_Request:_
From the rows below, keep only the lines that contain the word "white" and copy each of them out unchanged.
▽
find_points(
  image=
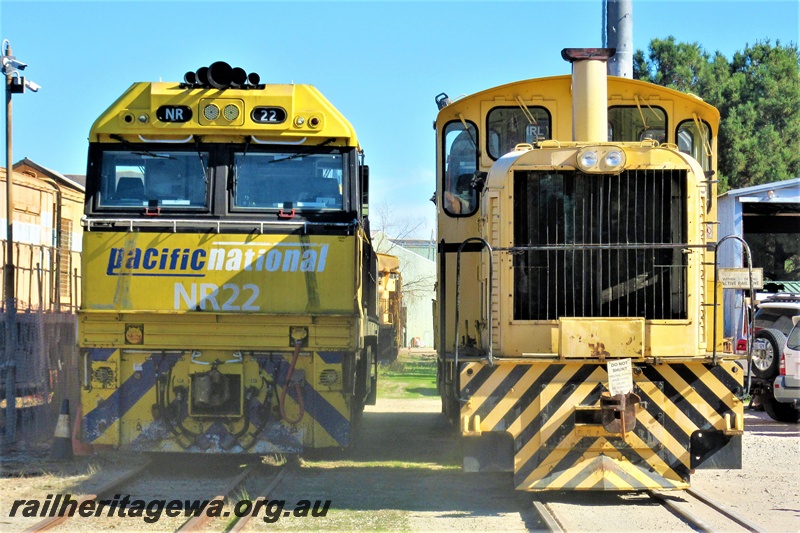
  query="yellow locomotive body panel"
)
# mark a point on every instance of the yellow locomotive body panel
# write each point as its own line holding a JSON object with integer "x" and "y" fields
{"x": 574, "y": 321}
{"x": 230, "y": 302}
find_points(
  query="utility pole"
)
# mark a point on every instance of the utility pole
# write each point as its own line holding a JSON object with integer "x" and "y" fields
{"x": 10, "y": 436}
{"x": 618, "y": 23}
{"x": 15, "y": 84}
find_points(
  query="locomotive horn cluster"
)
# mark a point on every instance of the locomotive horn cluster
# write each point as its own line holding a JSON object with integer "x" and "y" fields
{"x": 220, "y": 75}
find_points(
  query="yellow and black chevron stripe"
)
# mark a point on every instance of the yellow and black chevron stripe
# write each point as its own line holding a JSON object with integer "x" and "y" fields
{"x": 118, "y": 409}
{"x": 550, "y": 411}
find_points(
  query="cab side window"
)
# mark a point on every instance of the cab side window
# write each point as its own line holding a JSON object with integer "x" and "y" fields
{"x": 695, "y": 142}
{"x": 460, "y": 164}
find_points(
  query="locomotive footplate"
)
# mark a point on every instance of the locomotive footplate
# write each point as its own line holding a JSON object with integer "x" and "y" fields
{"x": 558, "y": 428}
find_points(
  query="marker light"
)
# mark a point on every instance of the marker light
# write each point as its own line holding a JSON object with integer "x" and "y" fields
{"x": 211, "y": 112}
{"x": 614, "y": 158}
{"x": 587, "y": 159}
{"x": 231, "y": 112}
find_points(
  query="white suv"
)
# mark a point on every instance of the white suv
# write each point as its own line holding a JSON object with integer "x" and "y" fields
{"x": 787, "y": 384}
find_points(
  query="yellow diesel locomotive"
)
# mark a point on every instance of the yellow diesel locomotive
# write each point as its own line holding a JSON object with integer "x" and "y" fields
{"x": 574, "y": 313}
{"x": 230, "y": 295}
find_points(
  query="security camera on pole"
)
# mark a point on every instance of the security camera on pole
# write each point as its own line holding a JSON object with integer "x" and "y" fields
△
▽
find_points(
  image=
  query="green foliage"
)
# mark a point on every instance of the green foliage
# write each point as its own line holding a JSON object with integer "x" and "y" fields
△
_Exercise result:_
  query="white suv"
# mark a point on every instance of the white suv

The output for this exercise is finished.